-- RECORDS SHOWN follows --

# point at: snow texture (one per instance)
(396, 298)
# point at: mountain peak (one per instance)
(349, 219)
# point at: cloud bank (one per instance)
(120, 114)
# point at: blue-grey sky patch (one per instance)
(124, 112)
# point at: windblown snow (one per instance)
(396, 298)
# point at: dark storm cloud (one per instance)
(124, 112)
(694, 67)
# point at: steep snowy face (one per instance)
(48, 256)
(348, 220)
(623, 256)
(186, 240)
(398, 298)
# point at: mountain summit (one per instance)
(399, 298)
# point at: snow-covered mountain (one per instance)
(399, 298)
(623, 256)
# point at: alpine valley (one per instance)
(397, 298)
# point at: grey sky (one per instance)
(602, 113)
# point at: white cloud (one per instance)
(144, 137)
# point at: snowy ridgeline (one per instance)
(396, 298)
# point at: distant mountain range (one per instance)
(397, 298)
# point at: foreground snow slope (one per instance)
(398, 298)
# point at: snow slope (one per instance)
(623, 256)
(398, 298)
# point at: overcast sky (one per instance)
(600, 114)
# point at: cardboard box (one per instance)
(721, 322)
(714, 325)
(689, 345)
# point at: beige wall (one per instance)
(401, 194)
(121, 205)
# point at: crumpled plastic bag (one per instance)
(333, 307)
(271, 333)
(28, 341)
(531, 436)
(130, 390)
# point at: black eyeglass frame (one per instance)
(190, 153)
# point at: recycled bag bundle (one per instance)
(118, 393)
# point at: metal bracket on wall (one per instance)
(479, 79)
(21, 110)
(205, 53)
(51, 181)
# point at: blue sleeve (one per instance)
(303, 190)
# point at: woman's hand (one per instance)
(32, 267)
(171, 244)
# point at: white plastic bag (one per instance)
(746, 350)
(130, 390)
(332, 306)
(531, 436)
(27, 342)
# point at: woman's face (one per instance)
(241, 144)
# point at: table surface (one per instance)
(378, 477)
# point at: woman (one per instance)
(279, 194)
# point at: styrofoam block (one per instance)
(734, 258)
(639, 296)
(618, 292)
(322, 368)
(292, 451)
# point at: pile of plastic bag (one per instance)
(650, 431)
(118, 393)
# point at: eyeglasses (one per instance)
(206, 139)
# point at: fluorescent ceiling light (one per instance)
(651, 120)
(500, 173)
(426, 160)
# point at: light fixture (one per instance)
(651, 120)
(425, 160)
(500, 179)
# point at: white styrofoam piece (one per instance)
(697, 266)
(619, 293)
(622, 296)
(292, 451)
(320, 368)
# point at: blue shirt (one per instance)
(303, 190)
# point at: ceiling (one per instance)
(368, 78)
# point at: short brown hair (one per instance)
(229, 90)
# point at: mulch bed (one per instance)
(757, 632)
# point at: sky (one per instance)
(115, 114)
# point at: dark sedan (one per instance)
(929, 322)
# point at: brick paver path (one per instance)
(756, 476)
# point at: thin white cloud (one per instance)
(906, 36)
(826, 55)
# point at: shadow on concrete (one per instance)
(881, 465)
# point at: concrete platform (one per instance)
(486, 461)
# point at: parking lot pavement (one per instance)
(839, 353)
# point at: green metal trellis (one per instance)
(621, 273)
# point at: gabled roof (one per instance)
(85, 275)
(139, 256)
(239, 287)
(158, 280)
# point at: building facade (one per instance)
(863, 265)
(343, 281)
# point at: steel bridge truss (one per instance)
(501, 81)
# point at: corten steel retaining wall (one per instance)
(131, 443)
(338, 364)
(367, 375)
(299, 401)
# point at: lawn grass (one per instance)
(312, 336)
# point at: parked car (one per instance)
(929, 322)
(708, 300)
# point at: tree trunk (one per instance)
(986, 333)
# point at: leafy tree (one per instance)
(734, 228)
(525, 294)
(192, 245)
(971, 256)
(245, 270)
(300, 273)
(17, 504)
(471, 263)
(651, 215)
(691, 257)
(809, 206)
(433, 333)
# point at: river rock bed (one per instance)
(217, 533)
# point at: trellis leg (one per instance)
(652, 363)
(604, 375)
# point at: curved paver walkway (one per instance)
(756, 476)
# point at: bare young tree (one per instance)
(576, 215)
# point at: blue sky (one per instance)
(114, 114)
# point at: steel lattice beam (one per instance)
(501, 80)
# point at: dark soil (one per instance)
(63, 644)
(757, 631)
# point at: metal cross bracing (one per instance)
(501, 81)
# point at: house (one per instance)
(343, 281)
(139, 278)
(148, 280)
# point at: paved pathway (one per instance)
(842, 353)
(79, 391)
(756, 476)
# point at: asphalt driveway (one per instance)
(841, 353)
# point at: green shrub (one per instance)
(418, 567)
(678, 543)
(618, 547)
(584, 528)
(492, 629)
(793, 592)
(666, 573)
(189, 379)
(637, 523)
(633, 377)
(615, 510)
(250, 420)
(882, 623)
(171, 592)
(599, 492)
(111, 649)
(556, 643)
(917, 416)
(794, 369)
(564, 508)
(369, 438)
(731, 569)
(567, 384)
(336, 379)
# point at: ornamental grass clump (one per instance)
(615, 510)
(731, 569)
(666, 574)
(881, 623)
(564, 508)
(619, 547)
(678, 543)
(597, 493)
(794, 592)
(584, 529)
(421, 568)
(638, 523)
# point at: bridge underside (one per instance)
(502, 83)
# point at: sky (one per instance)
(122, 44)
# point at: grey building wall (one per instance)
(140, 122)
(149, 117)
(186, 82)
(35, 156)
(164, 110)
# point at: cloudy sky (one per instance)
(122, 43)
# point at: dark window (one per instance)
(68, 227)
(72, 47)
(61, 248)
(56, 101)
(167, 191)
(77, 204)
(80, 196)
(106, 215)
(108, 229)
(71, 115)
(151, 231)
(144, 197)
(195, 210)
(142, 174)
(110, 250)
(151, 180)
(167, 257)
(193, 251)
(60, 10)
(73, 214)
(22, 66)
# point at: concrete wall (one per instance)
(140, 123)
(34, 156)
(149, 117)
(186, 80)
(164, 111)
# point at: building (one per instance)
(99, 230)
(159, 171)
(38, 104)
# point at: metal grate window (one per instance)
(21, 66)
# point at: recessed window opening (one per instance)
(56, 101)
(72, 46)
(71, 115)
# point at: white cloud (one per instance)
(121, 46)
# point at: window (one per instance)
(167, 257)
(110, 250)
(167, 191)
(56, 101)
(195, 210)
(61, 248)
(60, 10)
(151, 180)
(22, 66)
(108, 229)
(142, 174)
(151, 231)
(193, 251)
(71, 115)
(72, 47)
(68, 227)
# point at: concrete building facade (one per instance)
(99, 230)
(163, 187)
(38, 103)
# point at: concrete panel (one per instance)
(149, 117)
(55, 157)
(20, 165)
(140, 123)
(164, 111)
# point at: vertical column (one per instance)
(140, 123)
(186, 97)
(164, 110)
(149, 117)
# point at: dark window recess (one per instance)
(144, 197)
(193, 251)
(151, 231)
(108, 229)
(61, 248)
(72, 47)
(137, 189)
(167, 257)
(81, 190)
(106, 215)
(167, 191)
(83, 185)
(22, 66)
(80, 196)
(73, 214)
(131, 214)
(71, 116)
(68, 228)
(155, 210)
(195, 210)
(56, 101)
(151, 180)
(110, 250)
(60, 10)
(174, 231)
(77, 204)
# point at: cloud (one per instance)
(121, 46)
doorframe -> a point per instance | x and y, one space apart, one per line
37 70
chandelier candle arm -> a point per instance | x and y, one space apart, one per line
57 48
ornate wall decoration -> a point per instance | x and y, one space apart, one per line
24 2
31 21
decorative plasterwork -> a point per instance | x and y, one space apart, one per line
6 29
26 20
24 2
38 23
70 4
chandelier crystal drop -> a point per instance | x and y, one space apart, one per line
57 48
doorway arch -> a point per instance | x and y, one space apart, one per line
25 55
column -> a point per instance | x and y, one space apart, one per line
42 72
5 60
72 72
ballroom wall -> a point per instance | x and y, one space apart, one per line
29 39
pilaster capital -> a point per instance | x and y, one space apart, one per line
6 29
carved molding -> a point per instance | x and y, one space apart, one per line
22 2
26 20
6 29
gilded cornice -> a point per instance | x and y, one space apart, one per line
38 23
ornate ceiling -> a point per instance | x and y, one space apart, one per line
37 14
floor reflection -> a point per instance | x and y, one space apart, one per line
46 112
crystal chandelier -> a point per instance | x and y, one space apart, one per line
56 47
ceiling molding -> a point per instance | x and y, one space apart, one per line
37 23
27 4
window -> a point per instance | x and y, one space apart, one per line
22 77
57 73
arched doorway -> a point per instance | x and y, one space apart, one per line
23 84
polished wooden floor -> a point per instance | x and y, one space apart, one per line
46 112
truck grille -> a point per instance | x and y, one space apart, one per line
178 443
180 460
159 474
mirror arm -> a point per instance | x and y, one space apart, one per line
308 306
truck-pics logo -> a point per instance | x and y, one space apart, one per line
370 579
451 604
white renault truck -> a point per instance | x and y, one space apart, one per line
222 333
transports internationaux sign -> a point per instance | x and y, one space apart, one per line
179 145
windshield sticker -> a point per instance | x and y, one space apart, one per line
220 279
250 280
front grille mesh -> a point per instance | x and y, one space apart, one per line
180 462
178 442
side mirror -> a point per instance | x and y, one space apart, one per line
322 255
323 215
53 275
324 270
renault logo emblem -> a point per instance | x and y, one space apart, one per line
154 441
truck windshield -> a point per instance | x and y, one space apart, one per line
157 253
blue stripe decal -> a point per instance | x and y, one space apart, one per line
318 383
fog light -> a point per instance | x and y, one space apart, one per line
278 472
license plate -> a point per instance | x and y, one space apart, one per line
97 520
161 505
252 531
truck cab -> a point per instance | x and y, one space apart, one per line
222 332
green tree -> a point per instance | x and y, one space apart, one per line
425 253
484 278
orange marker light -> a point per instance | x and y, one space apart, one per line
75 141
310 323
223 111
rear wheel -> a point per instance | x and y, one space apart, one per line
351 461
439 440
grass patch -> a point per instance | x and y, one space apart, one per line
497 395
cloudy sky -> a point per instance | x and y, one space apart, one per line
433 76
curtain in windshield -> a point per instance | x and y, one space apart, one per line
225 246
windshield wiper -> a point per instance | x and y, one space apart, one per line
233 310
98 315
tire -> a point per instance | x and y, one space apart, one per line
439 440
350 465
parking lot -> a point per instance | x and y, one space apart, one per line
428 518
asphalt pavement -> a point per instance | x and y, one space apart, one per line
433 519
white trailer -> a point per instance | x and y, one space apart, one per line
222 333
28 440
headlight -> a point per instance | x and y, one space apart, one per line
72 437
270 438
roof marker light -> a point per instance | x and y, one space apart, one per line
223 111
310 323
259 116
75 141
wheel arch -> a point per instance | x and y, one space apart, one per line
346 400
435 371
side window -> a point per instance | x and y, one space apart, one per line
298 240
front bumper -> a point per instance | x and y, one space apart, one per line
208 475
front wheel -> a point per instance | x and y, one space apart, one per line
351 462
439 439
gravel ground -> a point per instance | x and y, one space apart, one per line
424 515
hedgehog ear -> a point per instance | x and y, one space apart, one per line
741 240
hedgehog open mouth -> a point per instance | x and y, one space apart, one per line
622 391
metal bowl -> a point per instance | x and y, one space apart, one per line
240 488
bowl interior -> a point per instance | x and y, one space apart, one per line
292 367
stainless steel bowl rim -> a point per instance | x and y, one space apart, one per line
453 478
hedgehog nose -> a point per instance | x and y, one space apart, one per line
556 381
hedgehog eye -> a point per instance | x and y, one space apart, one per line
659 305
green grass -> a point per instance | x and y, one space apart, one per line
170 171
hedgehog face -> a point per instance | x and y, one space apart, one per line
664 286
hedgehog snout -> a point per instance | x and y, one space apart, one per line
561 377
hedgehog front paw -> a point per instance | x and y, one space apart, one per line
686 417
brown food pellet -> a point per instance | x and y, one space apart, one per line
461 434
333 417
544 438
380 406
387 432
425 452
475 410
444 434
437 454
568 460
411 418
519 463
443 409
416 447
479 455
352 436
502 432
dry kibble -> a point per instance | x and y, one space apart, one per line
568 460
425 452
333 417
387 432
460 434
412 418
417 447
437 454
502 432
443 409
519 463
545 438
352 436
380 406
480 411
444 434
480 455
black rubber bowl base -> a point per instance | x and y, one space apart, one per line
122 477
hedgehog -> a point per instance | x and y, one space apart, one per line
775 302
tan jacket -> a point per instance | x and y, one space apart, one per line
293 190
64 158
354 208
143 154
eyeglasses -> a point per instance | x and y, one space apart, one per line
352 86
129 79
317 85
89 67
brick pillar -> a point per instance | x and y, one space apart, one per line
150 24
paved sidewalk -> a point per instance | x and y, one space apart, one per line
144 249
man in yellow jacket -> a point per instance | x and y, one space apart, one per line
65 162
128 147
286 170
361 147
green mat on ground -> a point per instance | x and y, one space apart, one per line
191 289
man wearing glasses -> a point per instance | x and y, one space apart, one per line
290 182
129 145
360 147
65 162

-- RECORDS SHOWN concluded --

**ACTIVITY**
Please retype exactly the line containing "hedgehog face ->" and each line after it to the end of the records, and nothing more.

**COMPLETED TASK**
hedgehog face -> a point per instance | x and y, one space apart, one per line
664 286
hedgehog snout -> a point per instance | x and y, one space apart, one per line
561 377
hedgehog front paw -> a point per instance | x and y, one space apart, one per line
686 417
brown food pellet -> a point per instance | x and y, one space apart, one per line
461 434
333 417
544 438
380 406
387 432
425 452
475 410
444 434
437 454
568 460
411 418
519 463
443 409
416 447
479 455
352 436
502 432
dry kibble -> a point per instance | x and y, one space apart, one per line
568 460
425 452
333 417
387 432
460 434
412 418
417 447
437 454
502 432
443 409
519 463
545 438
352 436
380 406
480 411
444 434
480 455
black rubber bowl base -> a point per instance | x and y, one space apart, one per line
122 477
hedgehog -> a point per instance | x and y, one space apart, one per line
775 302
tan jacket -> a point per instance | x and y, one space apart, one per line
293 190
64 158
354 208
143 154
eyeglasses -> a point per instance | x and y, one space apart, one per line
352 86
129 79
317 85
89 67
brick pillar -> a point per instance | x and y, one space apart, one per line
150 24
paved sidewalk -> a point per instance | x and y, one space apart, one per line
144 249
man in yellow jacket -> a point per instance | x and y, one space apart, one per line
65 162
128 147
286 170
361 147
green mat on ground -> a point per instance | x and y, one space apart, one per line
191 289
man wearing glasses -> a point per instance | x and y, one space apart, one per line
290 182
129 145
360 147
65 162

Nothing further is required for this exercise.